- Tâche à réaliser
Renvoyez chaque ligne des enregistrements ci-dessous qui contient la chaîne « along ». Tenez compte de la casse.

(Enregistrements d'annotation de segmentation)
_ _ _ _ _
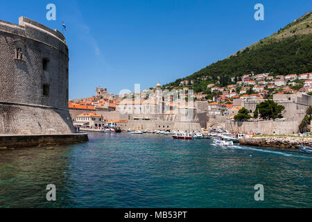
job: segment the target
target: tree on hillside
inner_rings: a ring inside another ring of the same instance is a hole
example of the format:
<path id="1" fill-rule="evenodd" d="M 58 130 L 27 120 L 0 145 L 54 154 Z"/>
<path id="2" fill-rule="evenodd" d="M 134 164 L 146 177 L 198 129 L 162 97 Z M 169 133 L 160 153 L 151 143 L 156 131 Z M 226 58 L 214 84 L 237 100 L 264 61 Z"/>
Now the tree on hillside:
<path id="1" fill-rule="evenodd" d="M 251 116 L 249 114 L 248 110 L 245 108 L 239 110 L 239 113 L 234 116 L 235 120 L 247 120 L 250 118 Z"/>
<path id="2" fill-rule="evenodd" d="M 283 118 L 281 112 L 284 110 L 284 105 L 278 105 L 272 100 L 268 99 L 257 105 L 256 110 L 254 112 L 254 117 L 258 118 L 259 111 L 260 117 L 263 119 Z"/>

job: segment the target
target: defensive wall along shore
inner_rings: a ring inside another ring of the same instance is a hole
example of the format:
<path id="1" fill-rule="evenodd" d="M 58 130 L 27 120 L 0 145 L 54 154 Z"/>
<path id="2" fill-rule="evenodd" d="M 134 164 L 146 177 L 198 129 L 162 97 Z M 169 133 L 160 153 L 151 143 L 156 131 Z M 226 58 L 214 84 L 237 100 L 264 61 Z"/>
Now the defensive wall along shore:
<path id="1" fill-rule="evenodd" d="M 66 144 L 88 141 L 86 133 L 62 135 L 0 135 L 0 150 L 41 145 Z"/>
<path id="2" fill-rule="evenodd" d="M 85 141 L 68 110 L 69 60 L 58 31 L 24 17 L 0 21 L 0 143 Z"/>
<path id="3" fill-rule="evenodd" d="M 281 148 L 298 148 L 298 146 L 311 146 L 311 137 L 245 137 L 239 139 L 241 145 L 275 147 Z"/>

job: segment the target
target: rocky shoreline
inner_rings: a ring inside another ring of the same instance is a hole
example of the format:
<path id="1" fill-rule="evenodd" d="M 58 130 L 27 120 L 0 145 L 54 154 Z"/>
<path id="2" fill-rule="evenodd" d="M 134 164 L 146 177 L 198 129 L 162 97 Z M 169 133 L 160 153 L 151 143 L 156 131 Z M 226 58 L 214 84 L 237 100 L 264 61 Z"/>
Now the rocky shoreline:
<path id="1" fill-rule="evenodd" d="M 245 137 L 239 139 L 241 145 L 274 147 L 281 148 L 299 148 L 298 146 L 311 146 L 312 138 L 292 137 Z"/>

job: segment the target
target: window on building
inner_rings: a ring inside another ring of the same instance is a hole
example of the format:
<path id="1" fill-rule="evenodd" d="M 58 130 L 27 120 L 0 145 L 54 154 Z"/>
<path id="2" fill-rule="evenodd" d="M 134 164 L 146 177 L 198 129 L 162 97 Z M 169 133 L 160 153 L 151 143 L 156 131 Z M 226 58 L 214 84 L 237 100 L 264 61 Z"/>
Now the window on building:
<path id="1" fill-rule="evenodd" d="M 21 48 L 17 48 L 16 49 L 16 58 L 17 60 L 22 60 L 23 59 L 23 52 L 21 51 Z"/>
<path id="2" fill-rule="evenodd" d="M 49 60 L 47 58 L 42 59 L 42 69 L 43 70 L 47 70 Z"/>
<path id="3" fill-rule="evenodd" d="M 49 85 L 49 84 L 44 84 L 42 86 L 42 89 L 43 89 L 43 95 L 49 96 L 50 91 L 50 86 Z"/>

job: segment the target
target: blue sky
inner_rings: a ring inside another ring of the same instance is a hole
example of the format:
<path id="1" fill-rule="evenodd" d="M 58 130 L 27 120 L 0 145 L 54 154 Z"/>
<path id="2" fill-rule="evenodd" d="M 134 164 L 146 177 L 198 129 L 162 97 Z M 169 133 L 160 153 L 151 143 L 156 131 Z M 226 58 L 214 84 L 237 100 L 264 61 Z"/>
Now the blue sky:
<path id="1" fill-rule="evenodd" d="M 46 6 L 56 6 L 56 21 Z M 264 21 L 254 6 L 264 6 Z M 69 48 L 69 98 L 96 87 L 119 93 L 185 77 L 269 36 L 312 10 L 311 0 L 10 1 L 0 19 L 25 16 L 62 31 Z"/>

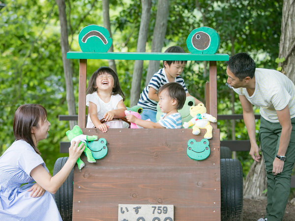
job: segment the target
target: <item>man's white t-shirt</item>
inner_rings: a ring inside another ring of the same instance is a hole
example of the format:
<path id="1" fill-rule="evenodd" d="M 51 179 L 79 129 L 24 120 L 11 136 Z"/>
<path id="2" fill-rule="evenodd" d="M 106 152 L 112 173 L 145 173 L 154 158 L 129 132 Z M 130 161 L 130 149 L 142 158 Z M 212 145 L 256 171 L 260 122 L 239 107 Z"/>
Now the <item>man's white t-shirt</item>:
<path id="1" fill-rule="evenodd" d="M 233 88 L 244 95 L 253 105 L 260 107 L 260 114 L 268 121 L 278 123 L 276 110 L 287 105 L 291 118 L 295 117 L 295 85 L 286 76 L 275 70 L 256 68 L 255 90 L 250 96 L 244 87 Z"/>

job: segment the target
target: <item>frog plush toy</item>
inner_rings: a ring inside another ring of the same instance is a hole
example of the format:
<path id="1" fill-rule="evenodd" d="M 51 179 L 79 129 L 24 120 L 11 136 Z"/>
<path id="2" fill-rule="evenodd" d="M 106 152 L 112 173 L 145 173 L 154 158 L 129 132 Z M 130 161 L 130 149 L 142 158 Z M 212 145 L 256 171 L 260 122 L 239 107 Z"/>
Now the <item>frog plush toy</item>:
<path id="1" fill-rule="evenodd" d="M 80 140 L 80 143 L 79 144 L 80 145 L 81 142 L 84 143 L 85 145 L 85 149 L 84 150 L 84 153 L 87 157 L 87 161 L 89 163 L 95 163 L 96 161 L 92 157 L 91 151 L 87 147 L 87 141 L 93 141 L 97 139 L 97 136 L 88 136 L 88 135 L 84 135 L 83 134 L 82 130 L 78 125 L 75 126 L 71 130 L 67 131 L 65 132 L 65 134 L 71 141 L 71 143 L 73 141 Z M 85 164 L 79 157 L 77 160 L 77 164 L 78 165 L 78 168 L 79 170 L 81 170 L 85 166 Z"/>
_ _ _ _ _
- Réponse complète
target: defensive wall along shore
Now the defensive wall along shore:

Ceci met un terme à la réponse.